In many government school systems in India, more than the lack of material infrastructure, the main barrier preventing children from being successful is the lack of motivation. Children’s families, and children themselves, lack the motivation to attend school regularly or prioritize education. With lackluster training and poor pay, many teachers also lack the motivation to expend their efforts in teaching the handful of children that do attend school.
Motivation-based learning through the following elements that seeks to comprehensively address the ‘motivation gap’.
Students are offered non-financial rewards for basic good behavior like attending school regularly, class participation, participation in sports and extracurricular activities, personal hygiene, etc.
Sikshana works to create a psychological safe space, as students start to attend and to participate. The intent is to give students enough confidence to engage deeper by attempting a difficult or embarrassing learning activity even if there is a risk of failure. For example, a class 7 child learning long division (a class 3 skill) for the first time should feel confident enough to attempt learning the skill, even at the risk of mockery by peers.
As students start to put in the effort to learn, they can still be easily dissuaded by basic challenges, such as “I don’t have anything to write on”, “What should I practice?”, “Does this really matter? Is there a test I need to pass? Does anyone care?” (particularly important to children, as they crave attention), etc.
Sikshana has therefore created programs to guide the practice efforts of students.
In this stage, children identify the areas where they have to improve, set their own goals, and practice towards these goals in a focused way. Students start to acquire grade-level skills, English skills, critical thinking ability, etc.
Sikshana is developing grade-specific digital and physical programs in the form of Learning Trees, practice material, multimedia projects, etc. to enable Deliberate Practice. These will help students identify the areas where they need help (i.e. their ‘Hard Spots’), and to help them specifically practice these Hard Spots to achieve breakthroughs.

|---|

Given instruction A
Reproduce everything in the Sikshana passage from "Sikshana works to" down to "mockery by peers.".
Given instruction B
According to the Sikshana passage, why did Sikshana create programs to guide students' practice? Answer in one to three sentences.

Given data
|---|

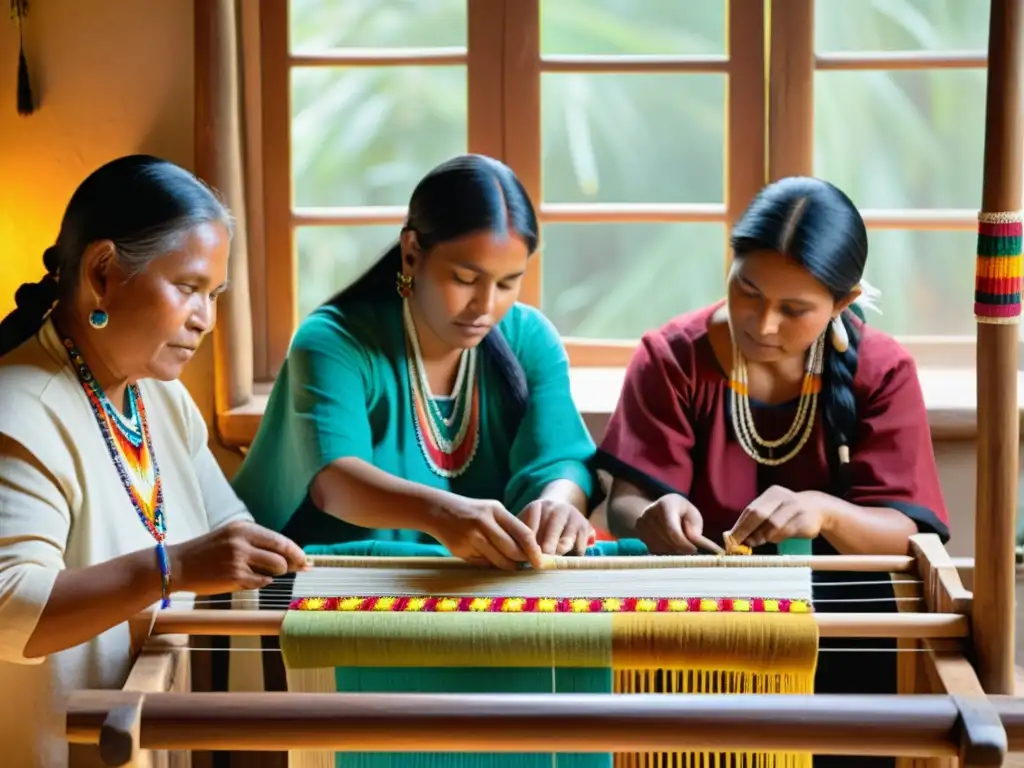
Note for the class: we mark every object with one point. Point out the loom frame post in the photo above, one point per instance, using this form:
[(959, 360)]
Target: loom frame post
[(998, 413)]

|---|

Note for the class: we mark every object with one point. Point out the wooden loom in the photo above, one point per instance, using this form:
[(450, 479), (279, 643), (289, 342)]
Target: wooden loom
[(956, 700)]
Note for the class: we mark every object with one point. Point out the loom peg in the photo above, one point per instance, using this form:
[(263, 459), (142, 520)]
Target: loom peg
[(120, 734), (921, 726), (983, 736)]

|---|

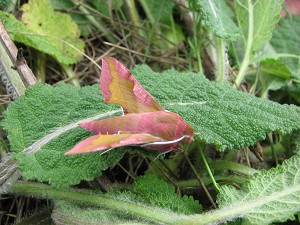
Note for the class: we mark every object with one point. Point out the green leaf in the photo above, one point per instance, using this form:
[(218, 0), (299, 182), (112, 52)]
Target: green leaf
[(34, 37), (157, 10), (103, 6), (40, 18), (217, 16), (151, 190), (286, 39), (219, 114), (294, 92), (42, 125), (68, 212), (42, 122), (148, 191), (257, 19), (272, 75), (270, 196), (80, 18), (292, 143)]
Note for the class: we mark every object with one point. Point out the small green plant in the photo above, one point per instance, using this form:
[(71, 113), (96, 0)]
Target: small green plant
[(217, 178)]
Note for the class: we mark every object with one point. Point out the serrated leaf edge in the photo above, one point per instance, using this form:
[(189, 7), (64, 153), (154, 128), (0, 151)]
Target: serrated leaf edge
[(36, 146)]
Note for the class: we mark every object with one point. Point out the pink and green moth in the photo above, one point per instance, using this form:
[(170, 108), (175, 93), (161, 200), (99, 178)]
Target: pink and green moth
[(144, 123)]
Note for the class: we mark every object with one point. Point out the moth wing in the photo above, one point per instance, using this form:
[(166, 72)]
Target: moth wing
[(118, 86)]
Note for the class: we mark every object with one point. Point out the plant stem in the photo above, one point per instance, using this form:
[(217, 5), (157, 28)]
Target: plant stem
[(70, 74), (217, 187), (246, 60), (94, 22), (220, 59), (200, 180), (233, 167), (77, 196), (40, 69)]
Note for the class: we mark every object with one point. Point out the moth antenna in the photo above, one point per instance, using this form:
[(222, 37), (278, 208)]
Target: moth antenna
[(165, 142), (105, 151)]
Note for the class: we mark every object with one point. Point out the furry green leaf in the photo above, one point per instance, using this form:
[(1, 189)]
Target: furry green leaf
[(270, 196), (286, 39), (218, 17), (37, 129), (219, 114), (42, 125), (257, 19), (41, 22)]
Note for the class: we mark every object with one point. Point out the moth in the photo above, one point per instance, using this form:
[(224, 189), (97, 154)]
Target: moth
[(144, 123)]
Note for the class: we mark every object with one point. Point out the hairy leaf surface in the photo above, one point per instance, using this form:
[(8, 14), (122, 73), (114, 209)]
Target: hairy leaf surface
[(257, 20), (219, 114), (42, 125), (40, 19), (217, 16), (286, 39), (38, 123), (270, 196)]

|---|

Reply A
Sikshana works to create a psychological safe space, as students start to attend and to participate. The intent is to give students enough confidence to engage deeper by attempting a difficult or embarrassing learning activity even if there is a risk of failure. For example, a class 7 child learning long division (a class 3 skill) for the first time should feel confident enough to attempt learning the skill, even at the risk of mockery by peers.

Reply B
Students who begin putting effort into learning can still be easily discouraged by basic challenges. Examples include having nothing to write on, not knowing what to practice, and wondering whether it matters, whether there is a test to pass, or whether anyone cares. Sikshana created the programs in response to these obstacles.